* _Brief 1_:
Could you rewrite the stretch of the PSDS funding article from "The main focus" through "the same day).", putting "heating systems" wherever "heating plant" appears?
* _Brief 2_:
Can you carry the article on PSDS grants for schools forward from where it stops?

* _Quoted passage_:
====================

The latest phase of funding for the Public Sector Decarbonisation Scheme (PSDS) will open for applications in September. But competition for grants is fierce and schools need to prepare in advance, says Nigel Aylwin-Foster of ReEnergise, a consultancy that has supported successful grant applications in the past 18 months.
The funding of low-carbon projects is arguably the biggest barrier to entry into renewables for schools and colleges. In fact, capital outlay can often make it simply out of the question. Yet schools are expected to become net zero by 2050 and some education groups have specific targets to reduce consumption and emissions by 2030, or earlier.
In 2020, the government began to set aside funding to support the decarbonisation of public buildings through the PSDS. The scheme provides grants to pay for decarbonisation works to existing energy infrastructure, converting fossil fuel heating plant to renewable alternatives. It also funds related energy efficiency measures.
Schools and colleges can apply for PSDS funding through Salix Finance, a public body sponsored by the Department for Business, Energy and Industrial Strategy. Local authorities, MATS and other eligible education groups can also apply on behalf of their schools.
The main focus now is on the phasing out of fossil fuel heating plant but the key requirement is that each application must demonstrate a ‘whole building’ approach to decarbonisation. In other words, in addition to seeking funding for heating plant conversions, Salix assessors will want to see the inclusion of related measures that will enable the new heating plant to work more effectively.
Funds are limited and each round of grants so far has been heavily oversubscribed. Salix allocates funding on a first come, first served basis, provided applications are technically and commercially compliant with their rules. This means that on the day the application portal opens, schools will find themselves in competition with hospitals, councils and others in the public sector to compete their online applications as quickly as possible before funds run out (often on the same day).

====================

* _Exercise data_:
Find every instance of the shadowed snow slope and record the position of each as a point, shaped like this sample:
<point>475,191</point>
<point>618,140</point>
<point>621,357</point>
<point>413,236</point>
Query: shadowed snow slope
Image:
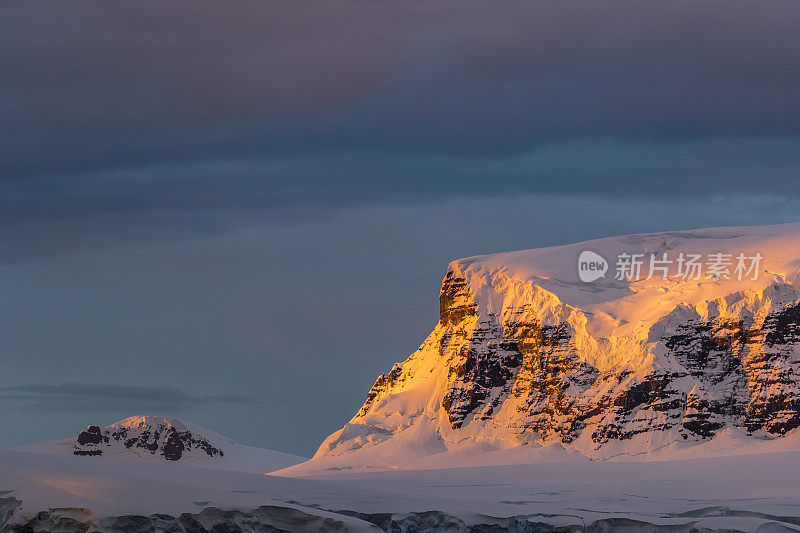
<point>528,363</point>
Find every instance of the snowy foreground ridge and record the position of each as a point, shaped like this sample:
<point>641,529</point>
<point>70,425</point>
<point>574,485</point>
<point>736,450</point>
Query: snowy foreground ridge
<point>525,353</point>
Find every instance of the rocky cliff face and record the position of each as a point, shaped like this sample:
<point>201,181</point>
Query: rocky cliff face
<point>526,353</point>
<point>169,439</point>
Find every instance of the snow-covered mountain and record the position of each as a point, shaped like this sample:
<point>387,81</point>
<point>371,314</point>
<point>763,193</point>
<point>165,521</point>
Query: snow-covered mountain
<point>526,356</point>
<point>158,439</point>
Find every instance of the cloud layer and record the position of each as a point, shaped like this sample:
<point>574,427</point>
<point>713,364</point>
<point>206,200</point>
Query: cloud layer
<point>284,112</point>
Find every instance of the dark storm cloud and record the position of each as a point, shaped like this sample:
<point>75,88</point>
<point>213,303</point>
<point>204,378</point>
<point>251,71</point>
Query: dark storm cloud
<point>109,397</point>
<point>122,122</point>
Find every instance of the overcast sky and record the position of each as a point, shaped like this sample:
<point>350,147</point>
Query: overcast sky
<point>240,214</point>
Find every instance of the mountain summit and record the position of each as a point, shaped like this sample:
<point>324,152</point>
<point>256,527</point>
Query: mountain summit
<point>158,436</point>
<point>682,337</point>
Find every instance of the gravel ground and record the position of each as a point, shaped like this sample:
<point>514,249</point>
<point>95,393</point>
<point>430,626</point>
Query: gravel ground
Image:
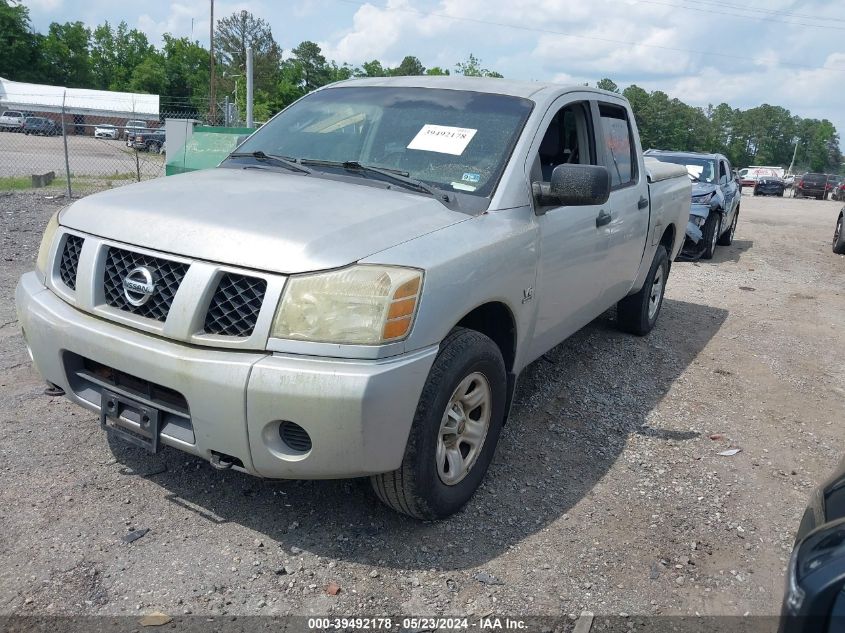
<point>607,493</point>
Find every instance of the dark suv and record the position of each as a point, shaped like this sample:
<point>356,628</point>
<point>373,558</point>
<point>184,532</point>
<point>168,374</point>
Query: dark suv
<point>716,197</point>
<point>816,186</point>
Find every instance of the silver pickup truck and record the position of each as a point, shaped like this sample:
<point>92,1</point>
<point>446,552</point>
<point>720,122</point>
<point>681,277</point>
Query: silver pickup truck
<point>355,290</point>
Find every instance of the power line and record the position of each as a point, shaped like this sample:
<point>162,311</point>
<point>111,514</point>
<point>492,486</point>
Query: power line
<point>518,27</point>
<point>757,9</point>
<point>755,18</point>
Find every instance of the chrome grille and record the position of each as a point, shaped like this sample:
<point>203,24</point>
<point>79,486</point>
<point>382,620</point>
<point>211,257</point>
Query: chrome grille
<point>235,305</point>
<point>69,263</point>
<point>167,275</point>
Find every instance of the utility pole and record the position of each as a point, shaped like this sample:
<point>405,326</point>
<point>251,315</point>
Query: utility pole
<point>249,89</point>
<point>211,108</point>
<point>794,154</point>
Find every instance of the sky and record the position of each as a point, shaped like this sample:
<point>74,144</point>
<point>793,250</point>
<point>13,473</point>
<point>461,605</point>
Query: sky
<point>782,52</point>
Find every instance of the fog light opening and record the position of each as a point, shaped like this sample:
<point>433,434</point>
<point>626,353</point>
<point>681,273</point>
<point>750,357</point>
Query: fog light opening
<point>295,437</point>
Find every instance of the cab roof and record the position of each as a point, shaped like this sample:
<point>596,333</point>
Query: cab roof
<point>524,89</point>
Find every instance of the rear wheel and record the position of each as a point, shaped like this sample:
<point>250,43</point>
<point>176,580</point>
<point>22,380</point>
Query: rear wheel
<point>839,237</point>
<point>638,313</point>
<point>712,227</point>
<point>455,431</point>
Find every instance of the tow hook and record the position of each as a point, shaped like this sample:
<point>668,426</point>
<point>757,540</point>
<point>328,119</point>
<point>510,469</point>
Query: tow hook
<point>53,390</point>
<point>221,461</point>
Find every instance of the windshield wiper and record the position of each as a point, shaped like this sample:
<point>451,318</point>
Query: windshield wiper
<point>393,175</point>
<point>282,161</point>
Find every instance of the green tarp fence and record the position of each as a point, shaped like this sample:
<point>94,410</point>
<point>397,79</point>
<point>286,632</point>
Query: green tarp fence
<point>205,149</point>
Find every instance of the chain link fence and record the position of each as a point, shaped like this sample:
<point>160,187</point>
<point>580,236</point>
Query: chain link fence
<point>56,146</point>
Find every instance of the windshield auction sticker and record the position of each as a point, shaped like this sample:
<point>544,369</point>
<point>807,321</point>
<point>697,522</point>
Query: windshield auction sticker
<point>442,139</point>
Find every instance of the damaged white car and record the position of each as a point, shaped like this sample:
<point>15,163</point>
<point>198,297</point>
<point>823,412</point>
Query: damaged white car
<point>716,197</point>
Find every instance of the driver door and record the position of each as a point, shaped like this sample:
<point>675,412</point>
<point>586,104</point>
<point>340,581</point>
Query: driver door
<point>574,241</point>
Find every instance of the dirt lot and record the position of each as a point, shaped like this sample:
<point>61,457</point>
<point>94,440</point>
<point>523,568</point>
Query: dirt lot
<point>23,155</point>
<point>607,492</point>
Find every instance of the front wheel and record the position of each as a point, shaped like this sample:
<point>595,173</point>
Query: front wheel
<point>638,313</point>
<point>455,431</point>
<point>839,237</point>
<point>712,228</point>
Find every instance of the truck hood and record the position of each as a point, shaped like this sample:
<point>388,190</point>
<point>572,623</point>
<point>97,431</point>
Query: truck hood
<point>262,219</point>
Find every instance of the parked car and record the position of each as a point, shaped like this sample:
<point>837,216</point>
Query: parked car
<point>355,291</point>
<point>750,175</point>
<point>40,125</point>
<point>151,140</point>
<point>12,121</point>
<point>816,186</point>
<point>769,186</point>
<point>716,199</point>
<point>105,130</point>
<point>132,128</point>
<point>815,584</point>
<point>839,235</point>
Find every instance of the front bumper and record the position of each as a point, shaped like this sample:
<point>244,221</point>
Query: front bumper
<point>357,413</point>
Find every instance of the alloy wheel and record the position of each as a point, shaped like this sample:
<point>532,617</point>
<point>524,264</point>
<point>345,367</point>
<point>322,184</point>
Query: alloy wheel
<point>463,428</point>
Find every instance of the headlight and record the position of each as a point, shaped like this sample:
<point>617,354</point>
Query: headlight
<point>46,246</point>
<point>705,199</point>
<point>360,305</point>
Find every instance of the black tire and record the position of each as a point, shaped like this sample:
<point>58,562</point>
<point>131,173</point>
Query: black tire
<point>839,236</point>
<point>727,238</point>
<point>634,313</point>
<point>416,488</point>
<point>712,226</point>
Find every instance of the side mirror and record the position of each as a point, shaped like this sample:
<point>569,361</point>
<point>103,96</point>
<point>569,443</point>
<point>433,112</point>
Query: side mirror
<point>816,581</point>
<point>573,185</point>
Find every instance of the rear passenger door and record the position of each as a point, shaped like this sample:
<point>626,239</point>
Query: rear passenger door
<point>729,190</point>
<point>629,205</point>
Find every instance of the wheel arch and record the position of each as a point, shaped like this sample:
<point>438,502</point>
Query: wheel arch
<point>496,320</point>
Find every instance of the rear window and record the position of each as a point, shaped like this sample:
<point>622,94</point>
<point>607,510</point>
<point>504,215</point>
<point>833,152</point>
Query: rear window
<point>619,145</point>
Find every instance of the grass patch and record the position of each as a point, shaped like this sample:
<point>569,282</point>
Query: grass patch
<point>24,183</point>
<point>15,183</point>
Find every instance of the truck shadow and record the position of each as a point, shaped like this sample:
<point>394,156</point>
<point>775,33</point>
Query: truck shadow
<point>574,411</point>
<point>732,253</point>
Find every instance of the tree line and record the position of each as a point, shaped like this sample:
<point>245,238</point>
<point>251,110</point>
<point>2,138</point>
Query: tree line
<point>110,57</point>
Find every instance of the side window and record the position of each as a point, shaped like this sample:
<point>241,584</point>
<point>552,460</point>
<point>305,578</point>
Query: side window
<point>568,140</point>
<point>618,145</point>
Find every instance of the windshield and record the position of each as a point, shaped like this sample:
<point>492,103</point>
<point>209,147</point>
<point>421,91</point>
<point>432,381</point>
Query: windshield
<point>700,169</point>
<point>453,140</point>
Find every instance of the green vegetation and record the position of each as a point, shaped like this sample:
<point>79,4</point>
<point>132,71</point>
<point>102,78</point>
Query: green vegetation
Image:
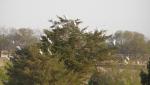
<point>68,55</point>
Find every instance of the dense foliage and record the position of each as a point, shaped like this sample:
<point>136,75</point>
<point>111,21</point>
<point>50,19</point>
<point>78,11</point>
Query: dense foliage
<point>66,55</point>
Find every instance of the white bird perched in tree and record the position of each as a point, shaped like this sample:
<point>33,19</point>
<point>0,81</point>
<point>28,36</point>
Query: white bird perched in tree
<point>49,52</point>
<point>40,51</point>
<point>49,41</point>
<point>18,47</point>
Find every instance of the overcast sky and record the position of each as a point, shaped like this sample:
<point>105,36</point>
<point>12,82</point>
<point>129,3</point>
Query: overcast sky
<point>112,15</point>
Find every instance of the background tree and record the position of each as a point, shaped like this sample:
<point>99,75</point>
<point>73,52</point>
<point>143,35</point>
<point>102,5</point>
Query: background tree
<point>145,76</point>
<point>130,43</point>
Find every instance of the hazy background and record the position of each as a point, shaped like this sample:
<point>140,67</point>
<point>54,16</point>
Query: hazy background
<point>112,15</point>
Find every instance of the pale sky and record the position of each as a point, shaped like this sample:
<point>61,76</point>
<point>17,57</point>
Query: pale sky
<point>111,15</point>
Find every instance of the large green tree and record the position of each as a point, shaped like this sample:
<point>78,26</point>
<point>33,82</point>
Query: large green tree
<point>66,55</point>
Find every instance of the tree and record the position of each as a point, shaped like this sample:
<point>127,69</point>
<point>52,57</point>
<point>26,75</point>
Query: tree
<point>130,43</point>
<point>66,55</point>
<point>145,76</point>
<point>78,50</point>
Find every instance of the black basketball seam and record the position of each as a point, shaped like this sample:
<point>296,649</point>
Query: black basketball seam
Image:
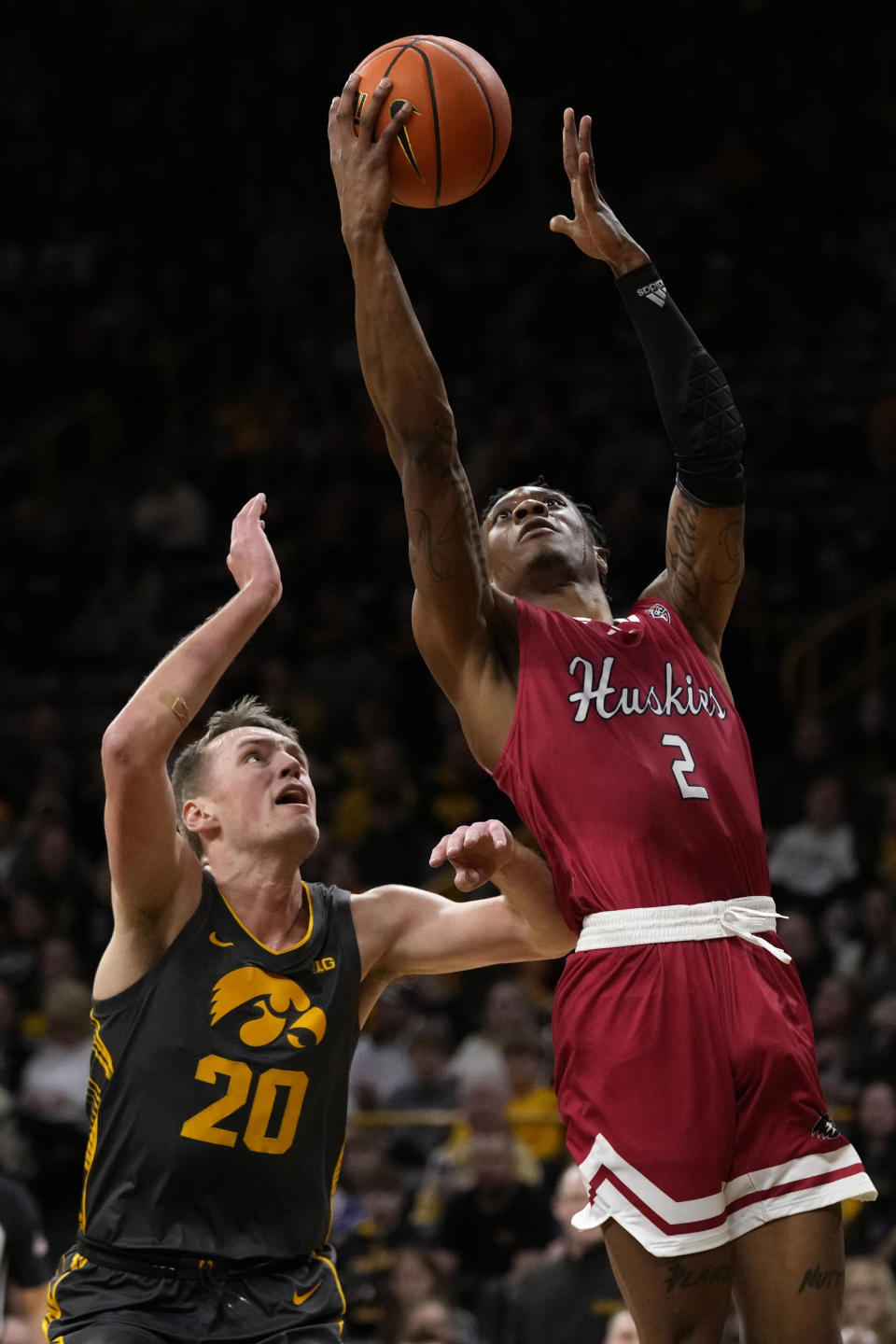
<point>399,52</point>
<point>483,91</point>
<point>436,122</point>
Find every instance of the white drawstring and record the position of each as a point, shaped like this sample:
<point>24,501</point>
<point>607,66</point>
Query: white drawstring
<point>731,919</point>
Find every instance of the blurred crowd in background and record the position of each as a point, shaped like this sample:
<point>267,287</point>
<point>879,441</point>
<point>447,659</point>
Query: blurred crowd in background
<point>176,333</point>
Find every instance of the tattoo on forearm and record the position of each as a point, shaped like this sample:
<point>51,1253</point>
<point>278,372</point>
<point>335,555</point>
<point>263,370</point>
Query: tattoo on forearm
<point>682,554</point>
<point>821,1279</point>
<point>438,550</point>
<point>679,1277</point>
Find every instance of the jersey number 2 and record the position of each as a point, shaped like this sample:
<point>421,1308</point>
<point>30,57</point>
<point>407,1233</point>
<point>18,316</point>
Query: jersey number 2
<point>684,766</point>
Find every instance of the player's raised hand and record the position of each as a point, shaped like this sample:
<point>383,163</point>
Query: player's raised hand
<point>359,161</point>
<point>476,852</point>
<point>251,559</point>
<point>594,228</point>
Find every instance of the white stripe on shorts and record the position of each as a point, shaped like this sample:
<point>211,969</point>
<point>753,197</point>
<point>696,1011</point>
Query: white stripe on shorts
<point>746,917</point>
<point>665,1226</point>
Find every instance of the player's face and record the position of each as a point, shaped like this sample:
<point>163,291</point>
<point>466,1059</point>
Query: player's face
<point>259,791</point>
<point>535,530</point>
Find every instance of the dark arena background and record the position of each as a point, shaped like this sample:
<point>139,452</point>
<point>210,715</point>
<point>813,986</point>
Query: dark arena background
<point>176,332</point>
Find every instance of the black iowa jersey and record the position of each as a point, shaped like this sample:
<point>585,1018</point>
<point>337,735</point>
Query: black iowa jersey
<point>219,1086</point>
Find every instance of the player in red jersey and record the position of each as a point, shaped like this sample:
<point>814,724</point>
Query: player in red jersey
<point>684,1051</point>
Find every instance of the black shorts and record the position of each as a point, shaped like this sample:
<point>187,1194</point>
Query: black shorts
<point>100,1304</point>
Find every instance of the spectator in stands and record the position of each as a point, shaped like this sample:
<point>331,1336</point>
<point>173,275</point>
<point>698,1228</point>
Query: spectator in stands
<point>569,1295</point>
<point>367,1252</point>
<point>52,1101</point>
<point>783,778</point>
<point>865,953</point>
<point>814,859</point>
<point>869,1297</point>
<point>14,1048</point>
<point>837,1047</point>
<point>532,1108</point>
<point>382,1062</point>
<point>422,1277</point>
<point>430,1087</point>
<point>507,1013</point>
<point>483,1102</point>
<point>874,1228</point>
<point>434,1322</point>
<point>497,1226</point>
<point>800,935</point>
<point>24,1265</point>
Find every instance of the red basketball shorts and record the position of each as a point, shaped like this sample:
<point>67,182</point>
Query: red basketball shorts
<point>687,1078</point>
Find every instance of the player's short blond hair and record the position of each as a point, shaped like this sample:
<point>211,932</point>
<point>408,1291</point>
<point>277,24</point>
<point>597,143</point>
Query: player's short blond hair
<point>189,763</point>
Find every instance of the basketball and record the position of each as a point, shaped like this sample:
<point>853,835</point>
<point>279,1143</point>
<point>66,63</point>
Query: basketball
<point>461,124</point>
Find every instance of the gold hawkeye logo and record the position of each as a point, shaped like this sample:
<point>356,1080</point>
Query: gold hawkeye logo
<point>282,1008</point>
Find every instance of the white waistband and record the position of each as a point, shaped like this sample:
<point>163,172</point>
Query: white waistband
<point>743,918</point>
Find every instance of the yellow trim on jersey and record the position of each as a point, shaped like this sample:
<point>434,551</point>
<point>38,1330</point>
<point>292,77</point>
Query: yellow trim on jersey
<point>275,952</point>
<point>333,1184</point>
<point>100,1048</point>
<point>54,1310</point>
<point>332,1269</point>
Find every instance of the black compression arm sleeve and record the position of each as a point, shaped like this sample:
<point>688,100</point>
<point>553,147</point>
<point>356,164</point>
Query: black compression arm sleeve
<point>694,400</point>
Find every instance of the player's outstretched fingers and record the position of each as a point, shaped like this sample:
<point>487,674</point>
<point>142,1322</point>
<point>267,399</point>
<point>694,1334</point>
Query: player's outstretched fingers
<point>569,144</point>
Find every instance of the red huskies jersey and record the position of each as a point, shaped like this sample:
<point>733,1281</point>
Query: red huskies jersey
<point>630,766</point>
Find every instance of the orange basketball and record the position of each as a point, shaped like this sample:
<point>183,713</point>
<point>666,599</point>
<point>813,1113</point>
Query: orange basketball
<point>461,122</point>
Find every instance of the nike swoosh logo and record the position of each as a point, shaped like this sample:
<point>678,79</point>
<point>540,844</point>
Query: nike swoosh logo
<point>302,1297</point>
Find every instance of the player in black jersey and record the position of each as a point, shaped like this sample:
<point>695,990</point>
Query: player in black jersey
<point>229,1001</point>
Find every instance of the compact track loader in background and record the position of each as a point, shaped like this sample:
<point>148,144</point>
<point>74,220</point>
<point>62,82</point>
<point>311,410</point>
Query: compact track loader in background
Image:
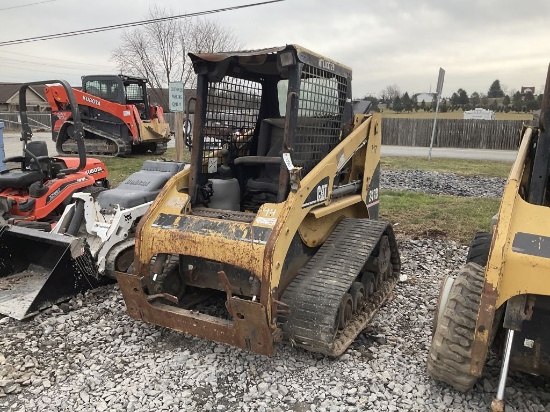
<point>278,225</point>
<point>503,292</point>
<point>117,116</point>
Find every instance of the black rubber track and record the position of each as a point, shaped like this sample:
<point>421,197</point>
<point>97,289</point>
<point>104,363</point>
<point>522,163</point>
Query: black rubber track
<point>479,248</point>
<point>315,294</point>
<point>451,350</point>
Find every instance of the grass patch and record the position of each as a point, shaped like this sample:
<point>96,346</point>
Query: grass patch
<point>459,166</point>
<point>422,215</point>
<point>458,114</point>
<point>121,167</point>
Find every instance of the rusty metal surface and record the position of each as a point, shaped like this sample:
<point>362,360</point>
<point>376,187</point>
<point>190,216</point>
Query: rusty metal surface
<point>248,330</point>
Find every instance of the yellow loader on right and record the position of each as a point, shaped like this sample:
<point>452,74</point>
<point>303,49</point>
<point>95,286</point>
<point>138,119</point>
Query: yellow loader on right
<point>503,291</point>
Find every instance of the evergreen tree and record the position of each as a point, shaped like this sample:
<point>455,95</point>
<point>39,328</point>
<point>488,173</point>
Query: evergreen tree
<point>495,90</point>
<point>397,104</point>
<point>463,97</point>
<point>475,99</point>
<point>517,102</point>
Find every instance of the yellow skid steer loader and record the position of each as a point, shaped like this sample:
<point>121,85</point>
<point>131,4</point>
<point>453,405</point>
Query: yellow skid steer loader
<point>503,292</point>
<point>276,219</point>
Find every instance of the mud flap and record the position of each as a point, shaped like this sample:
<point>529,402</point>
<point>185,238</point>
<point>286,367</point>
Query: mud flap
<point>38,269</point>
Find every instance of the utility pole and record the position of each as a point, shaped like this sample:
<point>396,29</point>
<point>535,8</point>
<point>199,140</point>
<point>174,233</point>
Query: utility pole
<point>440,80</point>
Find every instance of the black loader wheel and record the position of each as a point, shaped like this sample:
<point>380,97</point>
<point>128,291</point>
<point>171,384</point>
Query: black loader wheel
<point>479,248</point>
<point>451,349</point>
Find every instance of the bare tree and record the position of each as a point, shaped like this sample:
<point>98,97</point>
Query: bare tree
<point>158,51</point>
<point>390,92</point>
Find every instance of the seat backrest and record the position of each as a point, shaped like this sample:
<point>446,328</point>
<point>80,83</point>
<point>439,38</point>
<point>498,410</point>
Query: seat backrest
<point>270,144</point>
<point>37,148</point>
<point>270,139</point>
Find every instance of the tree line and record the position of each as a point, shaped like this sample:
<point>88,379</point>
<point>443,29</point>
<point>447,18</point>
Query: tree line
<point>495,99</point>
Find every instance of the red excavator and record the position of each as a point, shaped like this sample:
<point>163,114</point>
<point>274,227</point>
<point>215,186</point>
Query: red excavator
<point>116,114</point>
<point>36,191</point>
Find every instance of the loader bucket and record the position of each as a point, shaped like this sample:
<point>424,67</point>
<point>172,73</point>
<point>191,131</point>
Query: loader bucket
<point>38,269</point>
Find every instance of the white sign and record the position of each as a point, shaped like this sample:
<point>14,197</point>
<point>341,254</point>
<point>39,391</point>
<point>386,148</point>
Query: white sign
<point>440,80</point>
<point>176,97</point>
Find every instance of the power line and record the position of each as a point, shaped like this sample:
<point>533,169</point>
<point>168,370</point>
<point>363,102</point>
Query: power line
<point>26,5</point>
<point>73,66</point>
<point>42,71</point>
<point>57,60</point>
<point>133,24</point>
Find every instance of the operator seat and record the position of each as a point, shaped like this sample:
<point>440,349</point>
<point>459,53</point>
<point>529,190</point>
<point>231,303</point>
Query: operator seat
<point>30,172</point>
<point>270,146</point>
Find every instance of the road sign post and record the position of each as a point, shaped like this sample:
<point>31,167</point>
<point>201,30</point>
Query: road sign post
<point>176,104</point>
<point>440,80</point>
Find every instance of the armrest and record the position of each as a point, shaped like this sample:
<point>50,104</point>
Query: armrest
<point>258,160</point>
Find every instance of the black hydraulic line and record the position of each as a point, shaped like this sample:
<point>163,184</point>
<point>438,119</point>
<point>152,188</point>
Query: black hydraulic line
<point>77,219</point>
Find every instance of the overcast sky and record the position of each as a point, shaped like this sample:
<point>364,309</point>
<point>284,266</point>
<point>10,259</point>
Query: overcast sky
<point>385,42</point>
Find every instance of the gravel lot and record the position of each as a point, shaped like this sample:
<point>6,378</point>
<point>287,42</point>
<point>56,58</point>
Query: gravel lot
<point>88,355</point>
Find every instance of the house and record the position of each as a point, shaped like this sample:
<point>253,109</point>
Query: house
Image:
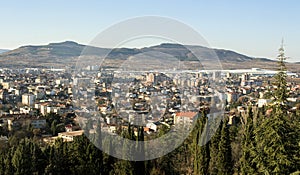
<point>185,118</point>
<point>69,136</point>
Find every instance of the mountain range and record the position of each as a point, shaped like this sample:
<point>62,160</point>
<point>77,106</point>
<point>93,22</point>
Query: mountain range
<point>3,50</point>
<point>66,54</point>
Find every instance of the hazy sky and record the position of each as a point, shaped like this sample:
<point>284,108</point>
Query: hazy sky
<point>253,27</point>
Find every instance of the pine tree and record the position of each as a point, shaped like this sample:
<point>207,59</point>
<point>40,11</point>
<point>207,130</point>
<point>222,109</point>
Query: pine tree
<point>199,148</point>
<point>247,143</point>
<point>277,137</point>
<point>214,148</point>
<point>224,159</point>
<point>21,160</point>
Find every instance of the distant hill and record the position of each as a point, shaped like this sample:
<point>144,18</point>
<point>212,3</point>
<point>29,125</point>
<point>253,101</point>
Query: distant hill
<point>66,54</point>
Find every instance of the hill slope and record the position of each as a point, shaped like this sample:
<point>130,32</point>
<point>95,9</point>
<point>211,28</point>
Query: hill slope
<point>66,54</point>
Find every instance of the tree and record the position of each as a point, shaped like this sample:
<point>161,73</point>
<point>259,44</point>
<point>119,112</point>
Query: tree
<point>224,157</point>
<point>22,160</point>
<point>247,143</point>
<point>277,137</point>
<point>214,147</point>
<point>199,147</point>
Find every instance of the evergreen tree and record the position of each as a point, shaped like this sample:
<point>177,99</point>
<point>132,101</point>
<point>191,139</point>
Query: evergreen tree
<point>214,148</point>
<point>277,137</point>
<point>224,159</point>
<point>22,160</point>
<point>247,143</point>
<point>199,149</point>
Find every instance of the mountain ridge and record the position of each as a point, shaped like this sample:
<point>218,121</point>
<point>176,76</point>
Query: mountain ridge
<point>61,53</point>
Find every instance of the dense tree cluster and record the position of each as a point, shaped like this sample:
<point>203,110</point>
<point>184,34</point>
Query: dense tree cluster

====================

* _Result 1_:
The main focus now is on the phasing out of fossil fuel heating systems but the key requirement is that each application must demonstrate a ‘whole building’ approach to decarbonisation. In other words, in addition to seeking funding for heating systems conversions, Salix assessors will want to see the inclusion of related measures that will enable the new heating systems to work more effectively.
Funds are limited and each round of grants so far has been heavily oversubscribed. Salix allocates funding on a first come, first served basis, provided applications are technically and commercially compliant with their rules. This means that on the day the application portal opens, schools will find themselves in competition with hospitals, councils and others in the public sector to compete their online applications as quickly as possible before funds run out (often on the same day).

* _Result 2_:
The latest phase (3b) of PSDS funding has just been announced, with £635million of grants available to spend in the financial years 2023/4 and 2024/5. The application portal will open in September, so keep an eye on the Salix website for updates on the exact date.
To be in with a chance of success, it’s vital to prepare your application ahead of time, so that you can quickly cut and paste your answers to each section into the online form. You will need technical details of your project, and ideally already have a full heat decarbonisation plan on which to base your application (although Salix will allow you to submit a final version of the plan at a later date). Your application will need details such as the expected cost of your project and the tonnes of carbon saved over its lifetime, a design concept, full details of the buildings in scope for conversion, and a credible procurement plan (including realistic project delivery dates). Indeed, the process is so complicated and time-consuming that schools often work with consultants like ReEnergise to prepare their applications in advance.
If you have an existing heat decarbonisation plan, or a saved application that was unsuccessful last time, then dust it off and be ready to secure your place in the queue as soon as the portal opens.